*WHAT THE TASK REQUIRES*
Convert the entire listing below into a two-column CSV with the columns text and points. Each row should pair one text with its coordinates, each in a single quoted field with line breaks replaced by spaces, and the pictures should be left out.
┌──
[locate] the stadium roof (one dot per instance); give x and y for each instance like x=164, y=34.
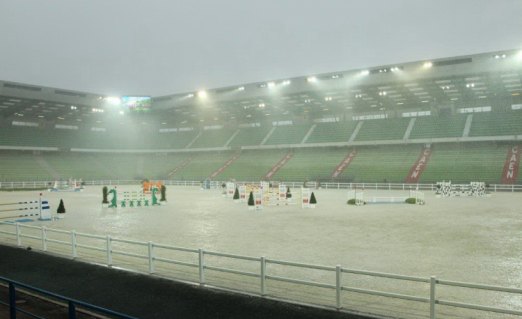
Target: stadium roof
x=490, y=79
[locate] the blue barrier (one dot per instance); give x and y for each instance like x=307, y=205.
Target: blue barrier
x=72, y=303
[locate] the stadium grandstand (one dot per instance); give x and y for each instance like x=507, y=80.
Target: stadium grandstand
x=466, y=110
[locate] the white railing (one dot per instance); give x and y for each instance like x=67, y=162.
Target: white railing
x=263, y=275
x=214, y=184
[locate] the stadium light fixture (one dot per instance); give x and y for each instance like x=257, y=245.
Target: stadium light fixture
x=113, y=100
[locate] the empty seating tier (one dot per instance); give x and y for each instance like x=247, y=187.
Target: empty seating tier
x=332, y=132
x=438, y=127
x=380, y=130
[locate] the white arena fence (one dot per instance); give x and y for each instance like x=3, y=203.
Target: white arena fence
x=75, y=239
x=217, y=184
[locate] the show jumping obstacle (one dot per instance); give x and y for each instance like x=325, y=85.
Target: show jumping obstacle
x=32, y=208
x=67, y=186
x=134, y=198
x=147, y=187
x=264, y=195
x=447, y=189
x=361, y=200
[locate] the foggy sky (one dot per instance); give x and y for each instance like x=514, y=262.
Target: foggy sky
x=164, y=47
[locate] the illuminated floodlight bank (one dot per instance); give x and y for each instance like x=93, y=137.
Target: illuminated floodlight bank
x=113, y=100
x=137, y=103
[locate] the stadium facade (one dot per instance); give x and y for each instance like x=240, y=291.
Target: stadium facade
x=370, y=125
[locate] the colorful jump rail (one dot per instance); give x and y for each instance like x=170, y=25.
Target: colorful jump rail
x=150, y=257
x=33, y=208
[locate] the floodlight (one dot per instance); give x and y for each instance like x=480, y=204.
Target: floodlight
x=113, y=100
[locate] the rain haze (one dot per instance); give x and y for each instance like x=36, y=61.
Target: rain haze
x=165, y=47
x=261, y=159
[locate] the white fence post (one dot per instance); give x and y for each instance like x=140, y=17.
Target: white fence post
x=338, y=287
x=263, y=276
x=73, y=242
x=44, y=239
x=201, y=266
x=18, y=237
x=433, y=282
x=109, y=252
x=151, y=258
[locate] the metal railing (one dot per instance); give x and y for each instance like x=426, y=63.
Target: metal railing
x=71, y=303
x=215, y=184
x=263, y=275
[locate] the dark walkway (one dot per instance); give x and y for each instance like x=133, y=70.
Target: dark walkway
x=140, y=295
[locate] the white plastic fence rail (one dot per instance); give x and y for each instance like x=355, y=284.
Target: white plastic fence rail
x=337, y=271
└──
*SOLUTION TO THE EXERCISE*
text,points
"[locate] the stadium roof (one dot per instance); give x and y for each instance like x=164, y=34. Target: stadium roof","x=490, y=79"
"[locate] the blue barrier (one dot per instance); give x and y for each instance like x=307, y=205. Target: blue barrier","x=72, y=303"
"[locate] the stadium grandstand (one dot per instance); give x and y for each instance like x=507, y=80. Target: stadium grandstand","x=466, y=110"
"[locate] the white railing (one dot per instance); give x and y for each instance like x=67, y=162. Target: white railing","x=263, y=275 x=214, y=184"
"[locate] the stadium light fixture (one dot per instance); give x and y for each instance like x=257, y=245. Target: stadium light fixture","x=113, y=100"
"[locate] the empty seating tier (one dot per instance); give x and y for each instance like x=247, y=187. Target: empty seating tier","x=332, y=132 x=438, y=127 x=380, y=130"
"[locate] the white arena fence (one dot per instance); give x and y for each instance like x=3, y=203. Target: white arena fence","x=75, y=239 x=217, y=184"
"[locate] the show jumping obstacle (one dot per instance); give x and y for each instance like x=325, y=85. Target: show jumping obstacle","x=32, y=208 x=67, y=186 x=134, y=198 x=147, y=187 x=264, y=195 x=447, y=189 x=361, y=200"
"[locate] the foggy sky (one dot per instance); give x and y for each instance like x=514, y=262. Target: foggy sky","x=164, y=47"
"[locate] the illuminated floodlight bank (one dot per instance); give x and y for each instance like x=93, y=137. Target: illuminated floodlight bank","x=113, y=100 x=137, y=103"
"[locate] the stadium facade (one dot per instance); give x and y for each instance like x=240, y=291. Target: stadium facade","x=370, y=125"
"[locate] the colorful jump rail (one dot per instance); give x and y for each instance like x=170, y=25. Target: colorful jump rail","x=150, y=257 x=33, y=208"
"[locate] the floodlight (one dot per instance); give x and y for each instance like x=480, y=204. Target: floodlight","x=113, y=100"
"[locate] the rain haze (one dot per instance); give x and y for each instance like x=36, y=61. Target: rain haze","x=165, y=47 x=261, y=159"
"[locate] the white fence post (one dot per instance); give x and y for each instance like x=140, y=17. Target: white fence post","x=338, y=287 x=263, y=276 x=73, y=242 x=44, y=239 x=201, y=266 x=18, y=237 x=433, y=282 x=109, y=252 x=151, y=258"
"[locate] the metal railing (one dot per instance); give x and y for each instance like x=426, y=63. Target: metal railing","x=71, y=303 x=215, y=184 x=263, y=275"
"[locate] the dark walkway (one dot per instance); give x and y for each instance like x=133, y=70. Target: dark walkway","x=140, y=295"
"[locate] the white plastic fence rail (one dot per instance); give x and y for each instance like x=355, y=284. Target: white plastic fence rail","x=337, y=271"